## YOUR OBJECTIVE
Update the listing from its first line up to and including the line with "(688, 1082)" by replacing "Objective" with "Task" and leaving everything else unchanged.

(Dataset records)
-- Start --

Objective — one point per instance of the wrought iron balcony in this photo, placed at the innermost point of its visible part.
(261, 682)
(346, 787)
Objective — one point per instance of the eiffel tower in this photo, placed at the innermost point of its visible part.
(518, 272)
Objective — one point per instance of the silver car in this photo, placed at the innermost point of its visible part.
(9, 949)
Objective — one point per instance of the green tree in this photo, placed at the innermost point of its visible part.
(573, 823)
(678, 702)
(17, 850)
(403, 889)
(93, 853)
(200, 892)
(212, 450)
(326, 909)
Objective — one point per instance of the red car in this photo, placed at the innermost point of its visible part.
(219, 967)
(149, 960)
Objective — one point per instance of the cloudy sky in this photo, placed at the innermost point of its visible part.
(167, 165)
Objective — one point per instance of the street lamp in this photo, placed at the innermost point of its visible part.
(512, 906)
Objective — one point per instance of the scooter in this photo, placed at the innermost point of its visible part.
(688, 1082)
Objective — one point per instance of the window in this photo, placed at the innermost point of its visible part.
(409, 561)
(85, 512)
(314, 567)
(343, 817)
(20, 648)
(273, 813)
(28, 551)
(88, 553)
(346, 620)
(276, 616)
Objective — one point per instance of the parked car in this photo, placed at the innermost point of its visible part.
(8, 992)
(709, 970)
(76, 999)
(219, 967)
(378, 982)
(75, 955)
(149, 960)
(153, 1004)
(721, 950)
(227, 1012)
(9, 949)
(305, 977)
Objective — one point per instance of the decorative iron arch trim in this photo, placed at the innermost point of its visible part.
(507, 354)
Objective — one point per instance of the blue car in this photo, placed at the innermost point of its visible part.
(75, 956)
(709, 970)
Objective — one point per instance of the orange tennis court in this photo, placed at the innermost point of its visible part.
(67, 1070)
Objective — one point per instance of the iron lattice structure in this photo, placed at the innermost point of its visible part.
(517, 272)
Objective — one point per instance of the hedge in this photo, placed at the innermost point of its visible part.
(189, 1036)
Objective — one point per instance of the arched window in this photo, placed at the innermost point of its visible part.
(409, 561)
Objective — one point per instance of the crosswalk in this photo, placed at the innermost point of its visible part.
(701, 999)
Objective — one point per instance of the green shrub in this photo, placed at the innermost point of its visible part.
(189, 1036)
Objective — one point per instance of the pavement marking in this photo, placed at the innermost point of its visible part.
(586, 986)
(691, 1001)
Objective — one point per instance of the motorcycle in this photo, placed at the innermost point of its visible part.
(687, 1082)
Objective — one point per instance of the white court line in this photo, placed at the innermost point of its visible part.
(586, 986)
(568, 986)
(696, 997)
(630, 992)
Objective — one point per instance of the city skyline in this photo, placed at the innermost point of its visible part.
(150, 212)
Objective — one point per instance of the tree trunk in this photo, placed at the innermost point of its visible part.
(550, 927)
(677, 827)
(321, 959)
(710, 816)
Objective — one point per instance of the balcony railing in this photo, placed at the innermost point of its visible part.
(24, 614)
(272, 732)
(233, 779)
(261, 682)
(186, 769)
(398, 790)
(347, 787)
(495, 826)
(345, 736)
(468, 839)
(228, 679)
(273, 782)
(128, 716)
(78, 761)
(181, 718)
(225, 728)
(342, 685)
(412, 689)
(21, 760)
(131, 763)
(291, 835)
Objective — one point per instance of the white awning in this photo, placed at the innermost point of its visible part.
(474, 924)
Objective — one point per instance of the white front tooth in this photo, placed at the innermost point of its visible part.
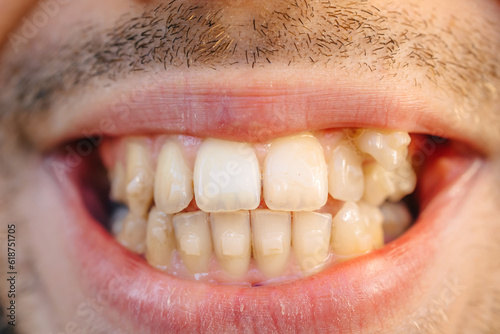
(311, 239)
(271, 236)
(194, 243)
(379, 184)
(373, 220)
(404, 180)
(140, 176)
(350, 235)
(231, 239)
(345, 174)
(160, 239)
(397, 219)
(387, 148)
(295, 174)
(226, 177)
(173, 188)
(133, 233)
(118, 179)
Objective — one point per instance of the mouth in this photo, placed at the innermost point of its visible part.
(257, 216)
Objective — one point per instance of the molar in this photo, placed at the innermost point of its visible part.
(226, 177)
(295, 174)
(173, 187)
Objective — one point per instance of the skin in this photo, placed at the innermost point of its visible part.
(455, 67)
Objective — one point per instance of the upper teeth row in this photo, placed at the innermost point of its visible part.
(296, 173)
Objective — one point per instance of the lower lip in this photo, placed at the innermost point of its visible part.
(350, 296)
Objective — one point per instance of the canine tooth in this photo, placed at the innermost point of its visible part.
(133, 233)
(271, 236)
(160, 239)
(192, 233)
(378, 184)
(173, 188)
(397, 219)
(350, 233)
(231, 239)
(311, 239)
(373, 220)
(295, 174)
(226, 177)
(140, 177)
(118, 183)
(388, 148)
(345, 174)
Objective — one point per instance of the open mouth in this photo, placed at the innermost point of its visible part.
(191, 230)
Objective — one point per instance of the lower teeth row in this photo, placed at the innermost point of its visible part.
(234, 237)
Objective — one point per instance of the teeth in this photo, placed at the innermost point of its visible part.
(160, 239)
(231, 238)
(397, 219)
(192, 233)
(388, 148)
(133, 233)
(173, 188)
(373, 220)
(271, 235)
(140, 177)
(311, 239)
(295, 174)
(345, 174)
(118, 183)
(350, 234)
(226, 177)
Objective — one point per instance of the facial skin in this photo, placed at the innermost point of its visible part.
(439, 57)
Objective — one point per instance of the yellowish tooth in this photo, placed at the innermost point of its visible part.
(231, 238)
(373, 220)
(271, 236)
(295, 174)
(173, 188)
(192, 233)
(404, 180)
(118, 179)
(350, 234)
(226, 177)
(160, 239)
(378, 184)
(397, 219)
(345, 174)
(140, 176)
(133, 233)
(388, 148)
(310, 240)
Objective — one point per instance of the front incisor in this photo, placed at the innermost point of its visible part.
(173, 187)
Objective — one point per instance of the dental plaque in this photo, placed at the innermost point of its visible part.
(254, 214)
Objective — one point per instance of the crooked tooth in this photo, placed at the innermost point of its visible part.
(310, 239)
(140, 177)
(173, 187)
(160, 239)
(231, 240)
(271, 238)
(345, 174)
(388, 148)
(226, 177)
(350, 234)
(192, 233)
(373, 220)
(118, 179)
(397, 219)
(133, 233)
(295, 174)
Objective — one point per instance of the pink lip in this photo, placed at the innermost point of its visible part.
(357, 294)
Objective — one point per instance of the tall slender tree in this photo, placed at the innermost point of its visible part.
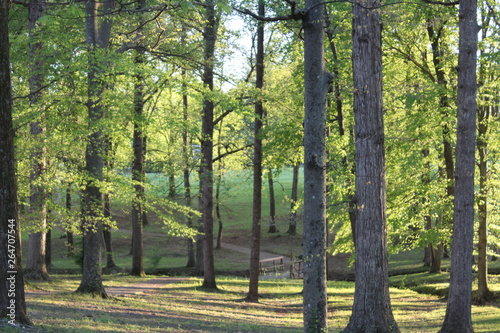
(97, 39)
(207, 133)
(36, 262)
(253, 292)
(12, 301)
(139, 144)
(316, 83)
(458, 309)
(371, 310)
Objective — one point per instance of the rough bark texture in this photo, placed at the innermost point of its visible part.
(483, 292)
(138, 174)
(35, 265)
(253, 291)
(92, 200)
(316, 81)
(292, 224)
(106, 232)
(458, 310)
(371, 311)
(272, 204)
(12, 302)
(186, 153)
(207, 133)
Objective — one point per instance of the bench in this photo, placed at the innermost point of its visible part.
(271, 264)
(296, 269)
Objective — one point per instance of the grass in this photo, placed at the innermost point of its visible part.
(186, 307)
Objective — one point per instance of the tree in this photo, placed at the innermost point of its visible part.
(207, 132)
(253, 292)
(458, 309)
(92, 204)
(139, 147)
(12, 302)
(371, 310)
(316, 83)
(36, 267)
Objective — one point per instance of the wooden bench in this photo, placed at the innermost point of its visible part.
(271, 264)
(296, 269)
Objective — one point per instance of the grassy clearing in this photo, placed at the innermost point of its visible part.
(186, 307)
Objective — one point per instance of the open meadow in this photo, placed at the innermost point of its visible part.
(170, 297)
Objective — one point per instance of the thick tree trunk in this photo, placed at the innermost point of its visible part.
(272, 204)
(371, 311)
(316, 82)
(92, 200)
(12, 305)
(253, 290)
(207, 133)
(35, 266)
(292, 224)
(458, 310)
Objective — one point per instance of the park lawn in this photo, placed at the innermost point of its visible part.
(186, 307)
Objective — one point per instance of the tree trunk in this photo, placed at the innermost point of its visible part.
(483, 292)
(92, 201)
(186, 153)
(12, 305)
(437, 256)
(435, 35)
(272, 203)
(69, 234)
(341, 126)
(171, 184)
(138, 174)
(316, 83)
(292, 224)
(48, 247)
(35, 266)
(371, 311)
(458, 310)
(110, 262)
(253, 290)
(207, 133)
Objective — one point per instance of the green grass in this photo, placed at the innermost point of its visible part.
(186, 307)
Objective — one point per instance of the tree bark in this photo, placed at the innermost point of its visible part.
(106, 232)
(371, 311)
(186, 153)
(253, 290)
(92, 200)
(69, 234)
(12, 307)
(292, 224)
(272, 204)
(207, 132)
(36, 267)
(138, 164)
(458, 309)
(316, 82)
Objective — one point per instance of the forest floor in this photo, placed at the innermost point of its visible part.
(171, 299)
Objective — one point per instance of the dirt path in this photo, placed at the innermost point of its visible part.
(143, 287)
(241, 249)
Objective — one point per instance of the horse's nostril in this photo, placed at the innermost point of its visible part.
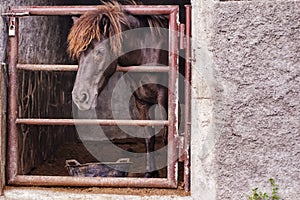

-- End --

## THE SOLUTION
Task — one point per instance of the wrought iron balcony in this photo, placed at the innermost point of its visible part.
(261, 682)
(346, 787)
Task — one point per instance of the eiffel tower in this photo, placed at the innermost point of its visible part.
(518, 272)
Task — one point per instance of the silver car in this photo, placed at the innermost point of its visible part.
(9, 949)
Task — one point per instance of the green tree in this photo, placed at the innermost point of its visible part.
(573, 823)
(678, 702)
(17, 850)
(403, 889)
(93, 853)
(200, 892)
(212, 450)
(326, 909)
Task — one point per instance of the red car in this photo, placed at the innermost point of its visible part.
(219, 967)
(149, 960)
Task — one point per instance of the cloudy sky in this photo, placed at the innermost point of its visible part.
(167, 165)
Task — one point per instance of the street lamp in this photo, placed at the innermost point of its visible part.
(512, 906)
Task — one point per instance of the scooter in this photo, placed at the innermost point of its visible part.
(688, 1082)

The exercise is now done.